(Records excerpted from a collection)
-- Opening Marker --

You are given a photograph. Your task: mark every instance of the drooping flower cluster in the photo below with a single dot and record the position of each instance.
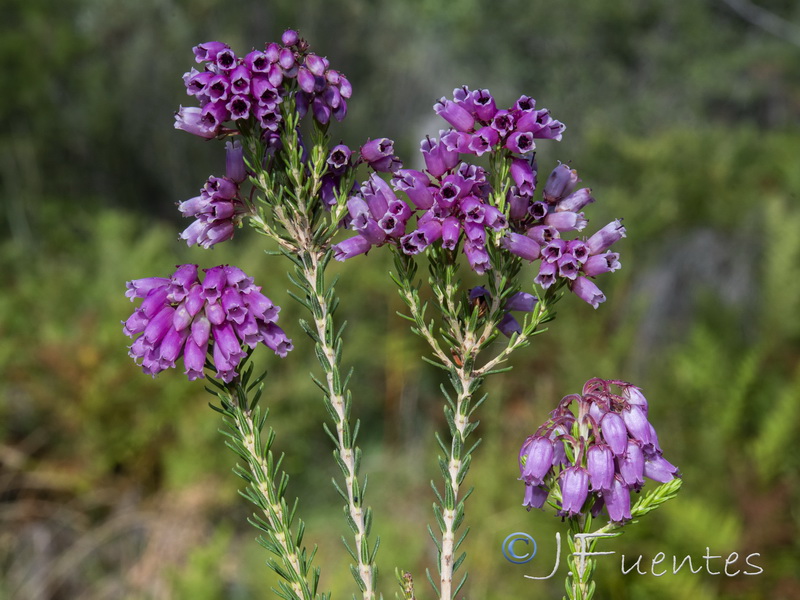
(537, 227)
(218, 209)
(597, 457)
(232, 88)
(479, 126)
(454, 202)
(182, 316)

-- Closing Marker --
-- Opening Marker --

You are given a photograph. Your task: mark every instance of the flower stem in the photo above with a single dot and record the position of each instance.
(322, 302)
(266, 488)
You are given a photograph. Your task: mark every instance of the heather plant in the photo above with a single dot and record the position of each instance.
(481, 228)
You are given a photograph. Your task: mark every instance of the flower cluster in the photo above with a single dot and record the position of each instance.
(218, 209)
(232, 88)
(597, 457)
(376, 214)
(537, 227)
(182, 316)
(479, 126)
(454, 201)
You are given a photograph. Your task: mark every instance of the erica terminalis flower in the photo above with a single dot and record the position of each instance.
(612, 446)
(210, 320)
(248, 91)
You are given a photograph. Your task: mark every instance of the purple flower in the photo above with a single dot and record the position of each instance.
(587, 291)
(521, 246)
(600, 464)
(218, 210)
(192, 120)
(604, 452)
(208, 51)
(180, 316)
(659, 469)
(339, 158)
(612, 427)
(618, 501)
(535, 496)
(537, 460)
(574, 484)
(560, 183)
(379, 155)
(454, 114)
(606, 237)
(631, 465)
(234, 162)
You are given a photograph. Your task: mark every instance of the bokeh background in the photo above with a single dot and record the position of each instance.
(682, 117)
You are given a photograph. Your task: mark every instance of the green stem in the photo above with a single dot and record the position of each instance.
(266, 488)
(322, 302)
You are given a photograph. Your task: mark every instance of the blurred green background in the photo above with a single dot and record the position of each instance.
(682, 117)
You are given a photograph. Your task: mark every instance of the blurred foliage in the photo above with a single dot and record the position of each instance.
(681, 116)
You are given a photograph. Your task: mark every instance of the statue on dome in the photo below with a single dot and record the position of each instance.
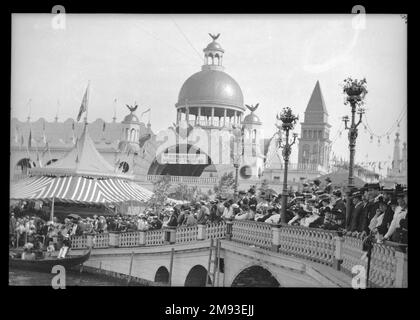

-- Closing Marker --
-- Opening Marker --

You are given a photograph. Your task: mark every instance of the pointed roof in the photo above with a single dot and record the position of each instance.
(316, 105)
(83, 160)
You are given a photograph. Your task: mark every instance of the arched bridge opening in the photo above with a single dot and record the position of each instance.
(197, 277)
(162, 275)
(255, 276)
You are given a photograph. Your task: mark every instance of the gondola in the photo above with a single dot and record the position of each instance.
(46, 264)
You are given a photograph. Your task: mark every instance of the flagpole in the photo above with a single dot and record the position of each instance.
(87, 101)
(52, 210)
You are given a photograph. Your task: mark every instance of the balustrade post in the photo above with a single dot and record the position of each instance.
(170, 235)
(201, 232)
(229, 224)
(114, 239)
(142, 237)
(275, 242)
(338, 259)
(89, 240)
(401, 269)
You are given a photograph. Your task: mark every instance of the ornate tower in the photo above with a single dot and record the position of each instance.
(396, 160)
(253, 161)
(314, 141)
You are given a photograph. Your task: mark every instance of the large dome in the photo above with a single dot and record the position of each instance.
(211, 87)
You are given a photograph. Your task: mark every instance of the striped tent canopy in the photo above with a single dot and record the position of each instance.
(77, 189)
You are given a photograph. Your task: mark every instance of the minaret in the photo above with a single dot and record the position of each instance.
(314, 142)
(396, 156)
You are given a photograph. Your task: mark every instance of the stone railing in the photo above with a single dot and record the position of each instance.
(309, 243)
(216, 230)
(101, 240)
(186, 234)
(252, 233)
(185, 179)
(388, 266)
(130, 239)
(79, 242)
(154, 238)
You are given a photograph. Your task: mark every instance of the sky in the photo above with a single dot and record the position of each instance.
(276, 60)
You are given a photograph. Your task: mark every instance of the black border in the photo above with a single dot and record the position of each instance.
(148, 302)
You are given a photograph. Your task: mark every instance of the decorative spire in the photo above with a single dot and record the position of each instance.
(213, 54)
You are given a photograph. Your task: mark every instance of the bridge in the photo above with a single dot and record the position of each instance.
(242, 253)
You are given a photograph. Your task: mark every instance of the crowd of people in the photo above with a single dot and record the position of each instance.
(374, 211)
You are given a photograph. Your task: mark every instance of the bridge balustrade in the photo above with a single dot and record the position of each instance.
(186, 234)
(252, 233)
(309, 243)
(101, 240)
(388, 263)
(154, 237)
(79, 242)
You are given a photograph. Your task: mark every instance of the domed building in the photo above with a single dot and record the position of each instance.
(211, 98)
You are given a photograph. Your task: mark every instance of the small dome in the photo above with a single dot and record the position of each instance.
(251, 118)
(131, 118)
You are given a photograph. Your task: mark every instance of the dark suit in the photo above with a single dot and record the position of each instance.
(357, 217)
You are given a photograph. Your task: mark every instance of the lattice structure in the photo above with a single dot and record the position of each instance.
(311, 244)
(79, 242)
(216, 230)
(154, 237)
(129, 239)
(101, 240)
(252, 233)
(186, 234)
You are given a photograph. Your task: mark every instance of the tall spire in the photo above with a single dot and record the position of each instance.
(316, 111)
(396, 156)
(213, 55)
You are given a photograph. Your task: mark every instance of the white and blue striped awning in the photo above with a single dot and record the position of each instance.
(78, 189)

-- Closing Marker --

From the entries above, print the lines beginning at the one with "of the purple" and stopping after the one with "of the statue", exactly as written and with nothing else.

You are given a photograph. Your task: mark every instance of the purple flower in the photo above with a single dot and record the position of each instance.
(587, 291)
(521, 246)
(600, 464)
(218, 210)
(192, 120)
(604, 452)
(208, 51)
(180, 316)
(659, 469)
(339, 158)
(612, 427)
(618, 501)
(535, 496)
(537, 460)
(574, 484)
(560, 183)
(379, 155)
(454, 114)
(606, 237)
(631, 465)
(234, 162)
You are given a photograph. Your task: mark every instance of the bokeh background in the photo above with a single dot and record the position of each instance.
(682, 117)
You are given a photograph. Your task: mark every instance of the green stem in the photo above with a single dot and record the position of each instance.
(266, 488)
(322, 302)
You are given a photograph. Your task: mark every instance of the blurred green background in the photo above with a single dot and record the position of each instance.
(682, 117)
You are given a photograph. Your task: mark every instance of the blurred foliage in the photo above with a single dot and record the position of each instance.
(681, 116)
You are given a photograph. Your task: mark every instance of the statue on dome in the photo below with a single dot and record the position of each instance.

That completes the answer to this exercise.